Pull every line that includes the word "mask" out of the data below and copy it.

** Opening RAW DATA block **

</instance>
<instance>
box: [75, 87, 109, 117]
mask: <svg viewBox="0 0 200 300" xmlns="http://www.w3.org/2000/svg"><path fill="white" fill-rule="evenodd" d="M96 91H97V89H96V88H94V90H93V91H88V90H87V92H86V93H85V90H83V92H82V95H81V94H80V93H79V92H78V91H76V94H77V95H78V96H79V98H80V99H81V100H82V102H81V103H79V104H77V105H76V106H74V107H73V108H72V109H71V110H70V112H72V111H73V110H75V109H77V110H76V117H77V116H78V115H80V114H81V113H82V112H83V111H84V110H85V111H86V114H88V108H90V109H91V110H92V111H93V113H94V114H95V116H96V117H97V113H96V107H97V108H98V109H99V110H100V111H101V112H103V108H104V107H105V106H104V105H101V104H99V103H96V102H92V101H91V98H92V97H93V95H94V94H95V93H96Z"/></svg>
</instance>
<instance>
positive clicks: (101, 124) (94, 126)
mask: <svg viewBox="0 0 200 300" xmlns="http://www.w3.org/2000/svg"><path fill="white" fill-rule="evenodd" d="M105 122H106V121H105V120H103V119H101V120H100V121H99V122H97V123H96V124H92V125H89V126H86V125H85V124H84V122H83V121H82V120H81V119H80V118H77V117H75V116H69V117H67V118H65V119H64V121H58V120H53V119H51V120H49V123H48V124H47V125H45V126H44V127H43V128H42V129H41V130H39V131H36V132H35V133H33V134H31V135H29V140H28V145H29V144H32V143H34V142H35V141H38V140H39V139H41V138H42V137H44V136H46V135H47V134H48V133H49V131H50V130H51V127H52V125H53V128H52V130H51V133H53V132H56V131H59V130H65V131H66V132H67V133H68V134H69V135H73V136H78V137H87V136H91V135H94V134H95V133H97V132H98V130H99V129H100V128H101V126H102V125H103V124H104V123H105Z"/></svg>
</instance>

** Closing RAW DATA block **

• _ANSWER TO THIS EXERCISE_
mask: <svg viewBox="0 0 200 300" xmlns="http://www.w3.org/2000/svg"><path fill="white" fill-rule="evenodd" d="M96 91H97V89H96V88H94V90H93V91H88V90H87V92H86V93H85V90H83V92H82V95H81V94H80V93H79V92H78V91H76V94H77V95H78V96H79V98H80V99H81V100H82V102H81V103H79V104H77V105H76V106H74V107H73V108H72V109H71V110H70V112H72V111H73V110H75V109H77V110H76V117H77V116H78V115H80V114H81V113H82V112H83V111H84V110H85V111H86V114H88V108H90V109H91V110H92V111H93V113H94V114H95V116H96V117H97V113H96V107H97V108H98V109H99V110H100V111H101V112H103V108H104V107H105V106H104V105H101V104H99V103H96V102H92V101H91V98H92V97H93V95H94V94H95V93H96Z"/></svg>
mask: <svg viewBox="0 0 200 300" xmlns="http://www.w3.org/2000/svg"><path fill="white" fill-rule="evenodd" d="M105 122H106V121H105V120H103V119H101V120H100V121H99V122H97V123H96V124H92V125H89V126H86V125H85V124H84V122H83V121H82V120H81V119H80V118H77V117H75V116H69V117H67V118H65V119H64V121H58V120H53V119H51V120H49V123H48V124H47V125H45V126H44V127H43V128H42V129H41V130H39V131H36V132H35V133H33V134H31V135H29V140H28V145H29V144H32V143H34V142H35V141H38V140H39V139H41V138H42V137H44V136H46V135H47V134H48V133H49V131H50V130H51V127H52V125H53V128H52V130H51V133H53V132H56V131H59V130H65V131H66V132H67V133H68V134H69V135H73V136H78V137H87V136H91V135H94V134H95V133H97V132H98V130H99V129H100V128H101V126H102V125H103V124H104V123H105Z"/></svg>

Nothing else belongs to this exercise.